THE PROBLEM
Can you return the records below as a JSON list of strings, one string per line, with blank lines left out?

PROVIDED ENTRIES
****
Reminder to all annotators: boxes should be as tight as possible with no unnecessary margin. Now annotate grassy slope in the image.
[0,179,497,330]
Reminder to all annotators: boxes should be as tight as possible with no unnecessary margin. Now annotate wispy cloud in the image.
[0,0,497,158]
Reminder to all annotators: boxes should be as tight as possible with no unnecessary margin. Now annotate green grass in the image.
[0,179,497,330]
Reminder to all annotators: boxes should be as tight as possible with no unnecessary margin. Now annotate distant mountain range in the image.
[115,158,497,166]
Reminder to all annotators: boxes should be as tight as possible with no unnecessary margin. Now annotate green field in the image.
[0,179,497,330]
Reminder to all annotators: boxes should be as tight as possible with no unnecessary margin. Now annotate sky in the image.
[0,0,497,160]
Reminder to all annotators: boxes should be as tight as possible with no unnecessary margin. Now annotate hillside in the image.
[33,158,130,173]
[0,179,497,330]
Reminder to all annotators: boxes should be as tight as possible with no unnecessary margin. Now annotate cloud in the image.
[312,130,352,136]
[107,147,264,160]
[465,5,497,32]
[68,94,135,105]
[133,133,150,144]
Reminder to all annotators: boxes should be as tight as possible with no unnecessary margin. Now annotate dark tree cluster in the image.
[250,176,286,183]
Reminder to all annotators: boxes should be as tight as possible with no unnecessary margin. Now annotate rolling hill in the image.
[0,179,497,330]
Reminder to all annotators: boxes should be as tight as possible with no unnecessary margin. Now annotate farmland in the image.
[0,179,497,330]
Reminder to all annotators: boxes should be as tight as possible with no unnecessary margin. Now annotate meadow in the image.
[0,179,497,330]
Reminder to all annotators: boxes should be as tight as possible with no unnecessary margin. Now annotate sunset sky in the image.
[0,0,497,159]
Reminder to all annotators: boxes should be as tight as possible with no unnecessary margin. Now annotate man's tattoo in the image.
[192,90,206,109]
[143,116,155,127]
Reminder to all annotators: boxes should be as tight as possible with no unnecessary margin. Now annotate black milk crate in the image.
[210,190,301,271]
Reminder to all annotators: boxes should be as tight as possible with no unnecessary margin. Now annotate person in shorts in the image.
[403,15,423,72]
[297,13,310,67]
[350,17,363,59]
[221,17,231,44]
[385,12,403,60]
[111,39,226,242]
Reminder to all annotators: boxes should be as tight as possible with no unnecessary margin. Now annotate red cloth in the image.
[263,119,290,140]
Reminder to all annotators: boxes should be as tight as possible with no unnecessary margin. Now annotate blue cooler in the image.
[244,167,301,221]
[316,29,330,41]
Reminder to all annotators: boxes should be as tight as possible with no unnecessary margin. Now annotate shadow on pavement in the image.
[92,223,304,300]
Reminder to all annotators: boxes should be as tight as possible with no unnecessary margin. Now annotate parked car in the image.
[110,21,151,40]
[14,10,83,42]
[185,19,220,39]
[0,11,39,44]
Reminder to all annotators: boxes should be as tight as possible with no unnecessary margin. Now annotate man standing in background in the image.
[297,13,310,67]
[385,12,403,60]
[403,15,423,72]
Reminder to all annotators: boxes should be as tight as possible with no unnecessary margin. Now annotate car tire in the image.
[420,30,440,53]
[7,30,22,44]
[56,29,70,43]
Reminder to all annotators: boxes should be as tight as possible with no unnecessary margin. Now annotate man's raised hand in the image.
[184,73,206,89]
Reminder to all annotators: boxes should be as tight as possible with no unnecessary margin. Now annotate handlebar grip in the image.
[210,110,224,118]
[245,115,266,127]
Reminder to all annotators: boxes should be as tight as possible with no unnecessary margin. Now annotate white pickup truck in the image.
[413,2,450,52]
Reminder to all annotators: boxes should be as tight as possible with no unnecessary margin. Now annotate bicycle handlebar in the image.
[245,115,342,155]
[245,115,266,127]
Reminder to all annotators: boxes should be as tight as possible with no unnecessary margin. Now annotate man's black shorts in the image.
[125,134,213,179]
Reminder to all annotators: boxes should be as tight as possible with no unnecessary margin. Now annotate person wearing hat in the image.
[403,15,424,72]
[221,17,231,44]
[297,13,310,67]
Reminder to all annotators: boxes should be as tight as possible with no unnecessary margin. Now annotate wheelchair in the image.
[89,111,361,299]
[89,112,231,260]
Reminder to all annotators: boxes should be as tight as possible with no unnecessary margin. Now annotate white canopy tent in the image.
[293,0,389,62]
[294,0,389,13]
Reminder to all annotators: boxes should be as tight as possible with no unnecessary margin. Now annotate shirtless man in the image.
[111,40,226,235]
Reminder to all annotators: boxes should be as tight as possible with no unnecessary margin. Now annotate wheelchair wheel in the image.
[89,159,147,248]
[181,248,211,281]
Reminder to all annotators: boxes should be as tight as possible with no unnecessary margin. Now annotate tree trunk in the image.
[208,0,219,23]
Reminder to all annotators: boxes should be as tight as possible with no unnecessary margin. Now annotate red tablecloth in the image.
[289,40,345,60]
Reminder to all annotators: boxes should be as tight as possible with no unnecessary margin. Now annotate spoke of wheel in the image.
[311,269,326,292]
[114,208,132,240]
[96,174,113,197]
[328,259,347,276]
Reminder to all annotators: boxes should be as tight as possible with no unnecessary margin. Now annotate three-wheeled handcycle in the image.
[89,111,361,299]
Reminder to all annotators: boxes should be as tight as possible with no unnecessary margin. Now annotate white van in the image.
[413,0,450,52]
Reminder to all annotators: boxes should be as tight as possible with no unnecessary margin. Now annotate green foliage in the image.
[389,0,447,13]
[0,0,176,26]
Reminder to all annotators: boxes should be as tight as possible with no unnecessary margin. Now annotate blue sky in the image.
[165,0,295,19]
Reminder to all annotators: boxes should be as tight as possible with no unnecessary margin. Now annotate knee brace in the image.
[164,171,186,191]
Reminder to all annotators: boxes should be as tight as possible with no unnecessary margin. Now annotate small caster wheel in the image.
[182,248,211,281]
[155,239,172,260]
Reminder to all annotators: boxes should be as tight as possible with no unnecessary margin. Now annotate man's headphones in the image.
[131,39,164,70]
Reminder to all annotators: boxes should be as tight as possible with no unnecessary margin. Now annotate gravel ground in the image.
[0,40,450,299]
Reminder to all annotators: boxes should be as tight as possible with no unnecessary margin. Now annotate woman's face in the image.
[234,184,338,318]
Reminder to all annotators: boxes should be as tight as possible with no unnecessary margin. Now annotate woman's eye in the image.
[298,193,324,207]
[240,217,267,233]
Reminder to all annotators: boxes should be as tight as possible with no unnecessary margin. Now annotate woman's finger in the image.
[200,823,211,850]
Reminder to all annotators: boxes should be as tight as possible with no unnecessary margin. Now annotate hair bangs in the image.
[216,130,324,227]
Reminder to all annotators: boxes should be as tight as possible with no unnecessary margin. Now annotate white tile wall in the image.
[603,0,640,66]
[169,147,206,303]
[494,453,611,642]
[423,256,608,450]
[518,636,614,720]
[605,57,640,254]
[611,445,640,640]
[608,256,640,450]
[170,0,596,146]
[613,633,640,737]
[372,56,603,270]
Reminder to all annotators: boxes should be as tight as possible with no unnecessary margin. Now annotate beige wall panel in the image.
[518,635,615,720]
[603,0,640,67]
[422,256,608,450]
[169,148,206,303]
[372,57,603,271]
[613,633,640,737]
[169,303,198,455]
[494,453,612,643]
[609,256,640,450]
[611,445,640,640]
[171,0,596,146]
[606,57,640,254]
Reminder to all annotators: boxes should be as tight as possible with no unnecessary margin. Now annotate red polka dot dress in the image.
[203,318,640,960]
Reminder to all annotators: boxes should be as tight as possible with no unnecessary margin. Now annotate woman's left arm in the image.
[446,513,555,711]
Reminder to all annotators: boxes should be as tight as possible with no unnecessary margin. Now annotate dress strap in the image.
****
SOLUTION FOR THIS EXERCISE
[
  "Reminder to all annotators: boxes should be as tight as possible with no unnecessary margin. Now annotate grassy slope in the image.",
  "[0,179,497,330]",
  "Reminder to all annotators: boxes should be as tight as possible with no unnecessary margin. Now annotate wispy cloud in the image.",
  "[0,0,497,158]",
  "Reminder to all annotators: boxes should be as tight as possible with no unnecessary margin. Now annotate green grass in the image.",
  "[0,179,497,330]",
  "Reminder to all annotators: boxes should be as tight as possible with no unnecessary margin. Now annotate distant mountain range in the image.",
  "[115,158,497,166]",
  "Reminder to all annotators: boxes should be as tight as possible with no unnecessary margin. Now annotate green field in the image.",
  "[0,179,497,330]",
  "Reminder to all annotators: boxes should be as tight as possible with no unnecessary margin. Now annotate sky in the image.",
  "[0,0,497,160]",
  "Reminder to all annotators: boxes should be as tight as possible with no unnecessary margin. Now annotate hillside in the image.",
  "[33,158,130,173]",
  "[0,179,497,330]",
  "Reminder to all annotators: boxes should be as tight as possible with no unnecessary margin. Now annotate cloud in the image.",
  "[312,130,352,136]",
  "[107,147,264,160]",
  "[465,5,497,32]",
  "[68,94,135,105]",
  "[133,133,150,144]",
  "Reminder to all annotators: boxes should be as tight as possible with no unnecessary margin. Now annotate dark tree cluster in the image.",
  "[250,176,286,183]",
  "Reminder to all annotators: boxes should be as tight as possible with no unnecessary margin. Now annotate rolling hill in the image.",
  "[0,179,497,330]",
  "Reminder to all annotators: boxes should be as tight as possible with no unnecessary margin. Now annotate farmland in the image.",
  "[0,179,497,330]",
  "Reminder to all annotators: boxes should be as tight as possible with no unnecessary margin. Now annotate meadow in the image.",
  "[0,179,497,330]",
  "Reminder to all annotators: boxes should be as tight as possible with no unnecessary margin. Now annotate sunset sky in the image.",
  "[0,0,497,159]",
  "Reminder to all annotators: boxes should be as tight as possible with no unnecessary margin. Now annotate man's tattoo in the image.",
  "[192,90,206,109]",
  "[143,116,155,127]",
  "Reminder to all annotators: boxes should be as tight as possible with no unnecessary margin. Now annotate black milk crate in the image.",
  "[210,190,301,271]",
  "Reminder to all annotators: boxes should be as tight as possible with no unnecessary margin. Now annotate person in shorts in the image.",
  "[403,15,423,72]",
  "[297,13,310,67]",
  "[350,17,363,59]",
  "[221,17,231,44]",
  "[385,12,403,60]",
  "[111,39,226,242]",
  "Reminder to all annotators: boxes should be as tight as possible with no unnecessary margin. Now annotate red cloth in the image.",
  "[263,119,290,140]",
  "Reminder to all annotators: boxes should be as tight as possible with no unnecessary margin. Now annotate blue cooler in the image.",
  "[244,167,301,221]",
  "[316,29,330,41]",
  "Reminder to all annotators: boxes should be as tight as possible with no unnecessary margin. Now annotate shadow on pavement in the image.",
  "[92,223,304,300]",
  "Reminder to all annotators: boxes should be as tight as possible with no unnecessary margin. Now annotate parked car in the image.",
  "[110,21,151,40]",
  "[14,10,83,42]",
  "[185,19,220,39]",
  "[0,11,39,44]",
  "Reminder to all annotators: boxes should be as tight as possible with no unnecessary margin. Now annotate man standing in background in the image.",
  "[297,13,310,67]",
  "[385,12,403,60]",
  "[403,15,423,72]",
  "Reminder to all annotators: boxes should be as tight as possible with no unnecessary margin. Now annotate car tire in the image.",
  "[420,30,440,53]",
  "[7,30,22,44]",
  "[56,29,70,43]",
  "Reminder to all annotators: boxes should be as tight as possible with no unnecessary margin. Now annotate man's raised hand in the image.",
  "[184,73,206,89]",
  "Reminder to all annotators: boxes should be as tight as possible with no unnecessary margin. Now annotate handlebar grip in the image.",
  "[210,110,224,118]",
  "[245,115,266,127]",
  "Reminder to all annotators: boxes should be as tight as possible with no unnecessary margin. Now annotate white pickup truck in the image.",
  "[413,2,450,52]",
  "Reminder to all annotators: boxes should be as tight as possible with no unnecessary margin. Now annotate bicycle handlebar in the image.",
  "[245,115,342,155]",
  "[245,115,266,127]",
  "Reminder to all annotators: boxes should be as tight as possible with no unnecessary margin. Now annotate man's black shorts in the image.",
  "[125,134,213,179]",
  "Reminder to all annotators: boxes should be as tight as possible with no unnecessary margin. Now annotate person wearing hat in the image.",
  "[403,15,424,72]",
  "[221,17,231,44]",
  "[297,13,310,67]",
  "Reminder to all annotators: boxes should be as tight as possible with no unnecessary margin. Now annotate wheelchair in the image.",
  "[89,111,361,299]",
  "[89,112,231,260]",
  "Reminder to all annotators: boxes should be as tight as possible with no unnecessary margin. Now annotate white canopy tent in the image.",
  "[293,0,389,62]",
  "[294,0,389,13]",
  "Reminder to all annotators: boxes should be as tight as possible with no unnecessary margin. Now annotate shirtless man in the image.",
  "[111,40,226,235]",
  "Reminder to all annotators: boxes should be as tight as possible with no unnecessary margin. Now annotate wheelchair wheel in the image.",
  "[89,159,147,248]",
  "[181,248,211,281]",
  "Reminder to all annotators: boxes should be as tight as possible with no unnecessary margin. Now annotate tree trunk in the image.",
  "[208,0,219,23]",
  "Reminder to all annotators: boxes should be as tight as possible with no unnecessary margin. Now annotate red tablecloth in the image.",
  "[289,40,345,60]",
  "Reminder to all annotators: boxes should be as tight as possible with no unnecessary margin. Now annotate spoke of wheel in the image.",
  "[311,269,326,292]",
  "[114,208,132,240]",
  "[96,174,113,197]",
  "[328,259,347,276]",
  "Reminder to all annotators: boxes should be as tight as possible with no unnecessary margin. Now annotate three-wheeled handcycle in the image.",
  "[89,111,361,299]",
  "Reminder to all annotators: boxes should be as tight as possible with no unnecessary margin. Now annotate white van in the image.",
  "[413,0,450,52]",
  "Reminder to all annotators: boxes should be as tight as possible with no unnecessary margin. Now annotate green foliage in the image.",
  "[389,0,447,13]",
  "[0,0,176,26]",
  "Reminder to all annotators: boxes should be as tight as possible with no unnecessary margin. Now annotate blue sky in the image.",
  "[165,0,295,19]",
  "Reminder to all annotators: boxes should be as tight as possible with no unnecessary margin. Now annotate knee brace in the image.",
  "[164,171,186,191]",
  "Reminder to all annotators: boxes should be as tight as possible with no unnecessary margin. Now annotate small caster wheel in the image.",
  "[182,248,211,281]",
  "[155,239,172,260]",
  "Reminder to all annotators: boxes should be as tight as possible with no unnecessary margin. Now annotate man's headphones in the image.",
  "[131,39,164,70]",
  "Reminder to all annotators: boxes should be as tight as possible with no unnecessary margin. Now annotate gravel ground in the image.",
  "[0,40,450,299]",
  "Reminder to all annotators: boxes should be as tight as possible with no unnecessary margin. Now annotate woman's face in the image.",
  "[234,184,338,318]",
  "Reminder to all annotators: boxes should be as tight as possible with no unnecessary margin. Now annotate woman's eye in the image.",
  "[298,193,324,207]",
  "[240,217,267,233]",
  "Reminder to all annotators: boxes should be as tight as possible with no unnecessary margin. Now annotate woman's finger in the image.",
  "[200,823,211,850]",
  "Reminder to all annotators: boxes should be as tight as possible with no unnecessary margin. Now annotate hair bangs in the image.",
  "[216,130,324,227]",
  "Reminder to all annotators: boxes should be as tight as possible with no unnecessary margin. Now annotate white tile wall in the image.",
  "[603,0,640,66]",
  "[169,147,206,303]",
  "[494,453,611,642]",
  "[423,256,608,450]",
  "[518,636,614,720]",
  "[605,57,640,254]",
  "[611,445,640,640]",
  "[608,256,640,450]",
  "[170,0,596,146]",
  "[613,633,640,737]",
  "[372,56,603,270]",
  "Reminder to all annotators: boxes should be as tight as possible with no unnecessary margin. Now annotate beige wall panel in the image.",
  "[518,635,615,720]",
  "[603,0,640,67]",
  "[422,256,608,450]",
  "[169,148,206,303]",
  "[372,57,603,271]",
  "[613,633,640,737]",
  "[169,303,198,455]",
  "[494,453,612,643]",
  "[609,256,640,450]",
  "[611,445,640,640]",
  "[171,0,596,146]",
  "[606,57,640,254]",
  "Reminder to all annotators: boxes should be as tight as possible with no unnecessary margin. Now annotate red polka dot dress in the image.",
  "[203,318,640,960]",
  "Reminder to all annotators: boxes should be as tight as possible with no unnecessary margin. Now annotate woman's left arm in the image.",
  "[446,513,555,711]",
  "Reminder to all annotators: boxes should be as tight as possible with no unnecessary margin. Now annotate dress strap in the image."
]